Short exercise: Leave out the images and repeat the listing below without a single change.

(Point annotation dataset records)
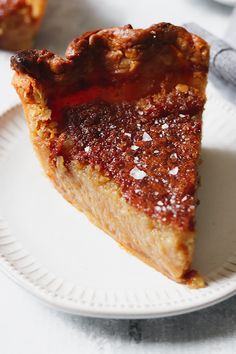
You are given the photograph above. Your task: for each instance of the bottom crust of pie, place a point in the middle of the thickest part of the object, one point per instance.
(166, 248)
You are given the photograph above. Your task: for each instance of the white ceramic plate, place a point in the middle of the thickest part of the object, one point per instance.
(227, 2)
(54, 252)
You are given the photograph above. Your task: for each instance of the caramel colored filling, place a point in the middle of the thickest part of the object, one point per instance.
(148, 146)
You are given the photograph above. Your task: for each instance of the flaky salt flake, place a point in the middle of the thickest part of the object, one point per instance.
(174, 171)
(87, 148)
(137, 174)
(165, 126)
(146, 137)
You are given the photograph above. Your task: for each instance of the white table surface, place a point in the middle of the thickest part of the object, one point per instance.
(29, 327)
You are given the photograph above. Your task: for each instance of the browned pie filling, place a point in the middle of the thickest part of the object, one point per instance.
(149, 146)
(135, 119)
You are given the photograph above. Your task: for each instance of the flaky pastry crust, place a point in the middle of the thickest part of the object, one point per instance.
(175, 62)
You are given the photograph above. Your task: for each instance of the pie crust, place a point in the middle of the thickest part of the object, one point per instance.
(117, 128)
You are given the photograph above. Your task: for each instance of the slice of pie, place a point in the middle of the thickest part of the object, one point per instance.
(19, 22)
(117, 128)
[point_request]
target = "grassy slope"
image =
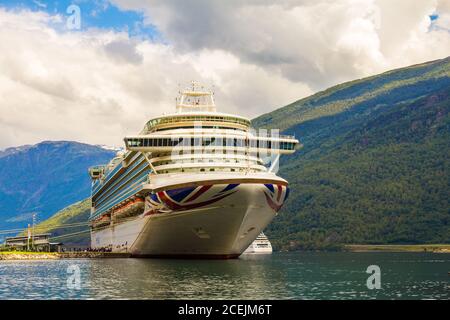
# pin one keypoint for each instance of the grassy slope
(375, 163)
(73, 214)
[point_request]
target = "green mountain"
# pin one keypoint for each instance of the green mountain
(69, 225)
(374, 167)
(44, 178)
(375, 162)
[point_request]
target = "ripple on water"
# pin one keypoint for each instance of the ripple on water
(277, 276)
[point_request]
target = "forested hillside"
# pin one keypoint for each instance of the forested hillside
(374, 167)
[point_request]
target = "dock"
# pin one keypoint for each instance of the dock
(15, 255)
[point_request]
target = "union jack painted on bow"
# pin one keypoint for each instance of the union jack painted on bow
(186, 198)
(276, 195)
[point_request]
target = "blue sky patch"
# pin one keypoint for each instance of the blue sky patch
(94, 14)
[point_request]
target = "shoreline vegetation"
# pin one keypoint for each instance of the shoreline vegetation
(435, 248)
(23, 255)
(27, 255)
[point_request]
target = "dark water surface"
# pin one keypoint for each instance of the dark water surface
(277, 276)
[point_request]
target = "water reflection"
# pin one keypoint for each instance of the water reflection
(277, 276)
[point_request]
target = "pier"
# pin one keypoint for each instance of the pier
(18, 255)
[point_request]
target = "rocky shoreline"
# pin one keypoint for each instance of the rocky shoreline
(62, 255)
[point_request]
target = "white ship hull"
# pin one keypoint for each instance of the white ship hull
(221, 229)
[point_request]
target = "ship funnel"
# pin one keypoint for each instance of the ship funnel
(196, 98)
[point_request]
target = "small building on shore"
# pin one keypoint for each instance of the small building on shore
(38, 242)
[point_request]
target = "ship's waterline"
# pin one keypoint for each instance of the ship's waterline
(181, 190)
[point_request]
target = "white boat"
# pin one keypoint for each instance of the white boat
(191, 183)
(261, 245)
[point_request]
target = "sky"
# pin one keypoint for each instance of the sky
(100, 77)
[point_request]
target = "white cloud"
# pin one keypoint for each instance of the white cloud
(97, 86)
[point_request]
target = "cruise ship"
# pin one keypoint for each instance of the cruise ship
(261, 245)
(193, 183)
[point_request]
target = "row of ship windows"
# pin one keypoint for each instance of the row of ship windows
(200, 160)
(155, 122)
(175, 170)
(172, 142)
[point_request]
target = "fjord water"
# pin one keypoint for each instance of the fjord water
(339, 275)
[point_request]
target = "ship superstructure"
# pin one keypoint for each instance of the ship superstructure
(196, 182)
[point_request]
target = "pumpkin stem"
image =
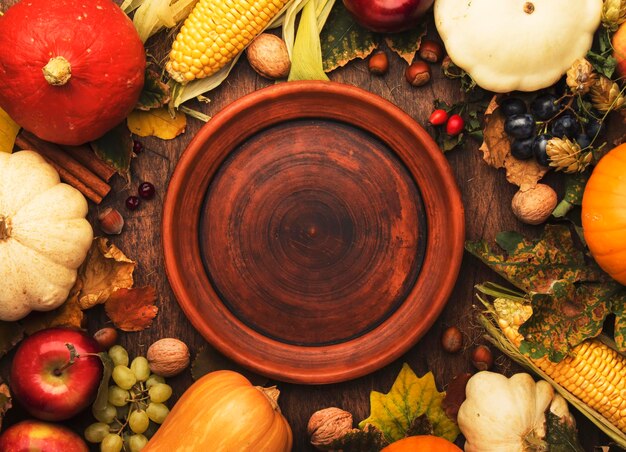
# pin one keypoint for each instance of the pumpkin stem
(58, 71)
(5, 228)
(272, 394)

Result:
You are given the photograph above. Your task: for each instance of the bottom crust of pie, place a point in the middle of the thickest part of the object, one point per instance.
(166, 248)
You are given the photograph above. Your task: for each instance of the white ceramic plate, place a point in the middle of the thickest part of the object, one point per instance.
(227, 2)
(54, 252)
You are given the photograph above. Your task: for each instance of the caramel colored filling, place a point in the middle of the thickest part of the object, one point per instance.
(148, 146)
You are given the photograph above. Your task: for each instance of the flaky salt flake, place a point in the middle of the thickest part of the object, one point per instance.
(174, 171)
(87, 148)
(137, 174)
(165, 126)
(146, 137)
You are given the photograph above. Your task: for each instance of the white table surface, place a point in the middle of the thickest part of the object, one point per instance.
(29, 327)
You are given the photograph above. Your task: for each instance of the browned pie filling, place a point in the middle of the thickest part of the object, one point per instance.
(149, 146)
(135, 119)
You are given the photograph above. Your task: for each instance of the flaky pastry crust, place a point in the middle of the thickest part of the object, one point per instance.
(175, 62)
You are given the photograph above. Your task: for each instance of the pie crust, place a point in the middle of the thickest part of the object, one point per instance.
(117, 128)
You are given the photograph above. Your task: for each instance of the slice of pie, place a point in the middle of the thickest part of the object, one point per instance.
(19, 22)
(117, 128)
[point_request]
target = "grassy slope"
image =
# pin one keypoint for each instance of the grassy slope
(375, 163)
(73, 214)
[point_request]
target = "green mountain"
# pin one keypoint for each instance of the green mountain
(69, 225)
(374, 167)
(44, 178)
(375, 162)
[point_request]
target = "ripple on water"
# pin one keypoint for each instance of the ripple on water
(277, 276)
[point_request]
target = "forested hillside"
# pin one keypoint for each instance of the forested hillside
(374, 167)
[point_request]
target = "dock"
# pin one keypoint for each instance of the dock
(15, 255)
[point_request]
target = "union jack painted on bow"
# pin one keypoint for each instance of the union jack painted on bow
(186, 198)
(276, 195)
[point_request]
target = "blue sky patch"
# pin one keypoint for each instance of the blue sky patch
(94, 14)
[point_request]
target = "shoreline vegetation"
# pin one keypoint for each instance of the shoreline vegetation
(435, 248)
(23, 255)
(27, 255)
[point_request]
target = "dark water surface"
# pin one keypoint for each instance of the dark water surface
(277, 276)
[point_request]
target = "water reflection"
# pin one keypoint for each instance of the water reflection
(277, 276)
[point_request]
target = "pier"
# pin one keypoint for each instance of the pier
(18, 255)
[point_request]
target = "rocky shoreline"
# pin one keypoint for each instance of the rocky shoreline
(62, 255)
[point_request]
target = "white ship hull"
# pin one keypoint for each instance of the white ship hull
(221, 229)
[point_request]
target = "ship funnel"
# pin one keypoint for each instance of the ship funnel
(196, 98)
[point_request]
target = "small building on shore"
# pin one keypoint for each instance of the small building on shore
(38, 242)
[point_request]
target = "ship's waterline"
# pin one keypoint for each instance of the ship's waterline
(181, 190)
[point_request]
target = "white boat"
# pin one keypoint for each instance of the white boat
(191, 183)
(261, 245)
[point_request]
target = "sky"
# pin one keypoint for each instance of the sky
(100, 77)
[point_request]
target = "white cloud"
# pin one keypoint for each instance of the white cloud
(97, 86)
[point_request]
target = "cruise ship"
# pin one keypoint for each instance of the cruise ship
(261, 245)
(193, 183)
[point_request]
target = "row of ship windows"
# pin one keypoint for each instance of the row of ship windows
(200, 160)
(155, 122)
(175, 170)
(172, 142)
[point_request]
target = "fjord water"
# pin one keypoint for each instance of the fjord water
(339, 275)
[point_request]
target = "ship superstructure"
# pin one keypoint for each instance of the ship superstructure
(196, 182)
[point_request]
target = "pumpkin stem"
image =
# pin one keypoint for each instance of the pumpkin stem
(58, 71)
(5, 228)
(272, 394)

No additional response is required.